**STORED DATA**
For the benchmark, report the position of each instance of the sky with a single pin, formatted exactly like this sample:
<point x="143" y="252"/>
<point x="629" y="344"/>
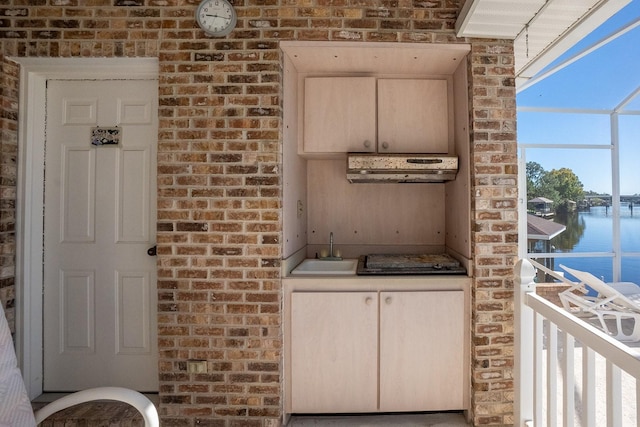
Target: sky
<point x="601" y="80"/>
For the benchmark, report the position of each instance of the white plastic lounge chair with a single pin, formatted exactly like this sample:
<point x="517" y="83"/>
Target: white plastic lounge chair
<point x="15" y="407"/>
<point x="609" y="304"/>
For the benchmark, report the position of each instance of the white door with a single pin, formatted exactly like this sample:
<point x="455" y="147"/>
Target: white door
<point x="100" y="209"/>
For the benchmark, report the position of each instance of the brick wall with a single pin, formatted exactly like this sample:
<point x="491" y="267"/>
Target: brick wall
<point x="494" y="229"/>
<point x="219" y="182"/>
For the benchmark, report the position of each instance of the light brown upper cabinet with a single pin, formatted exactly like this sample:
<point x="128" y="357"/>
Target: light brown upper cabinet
<point x="369" y="114"/>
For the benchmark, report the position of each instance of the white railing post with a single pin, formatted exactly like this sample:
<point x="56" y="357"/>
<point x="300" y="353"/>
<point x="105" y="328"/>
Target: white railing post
<point x="524" y="351"/>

**TO DO**
Edit everything from the line containing "of the brick" down through the end of the entries, replacing "single pin" with "single marker" and leaving all else unchanged. Return only those lines.

**CORRECT RESULT**
For the benchmark, report the position of each instance of the brick wall with a single marker, formatted exactly like this sample:
<point x="491" y="267"/>
Target: brick wall
<point x="494" y="229"/>
<point x="219" y="182"/>
For the benchmark, report the position of each instance of the light brown upper cabinet with a single marker, formatted exactly like this sample:
<point x="128" y="357"/>
Target: light brown upper cabinet
<point x="369" y="114"/>
For the benchmark, report the position of each instance of the white railing post with a single marker, formatted exactly like this sample:
<point x="56" y="357"/>
<point x="300" y="353"/>
<point x="105" y="328"/>
Target: white railing post
<point x="524" y="351"/>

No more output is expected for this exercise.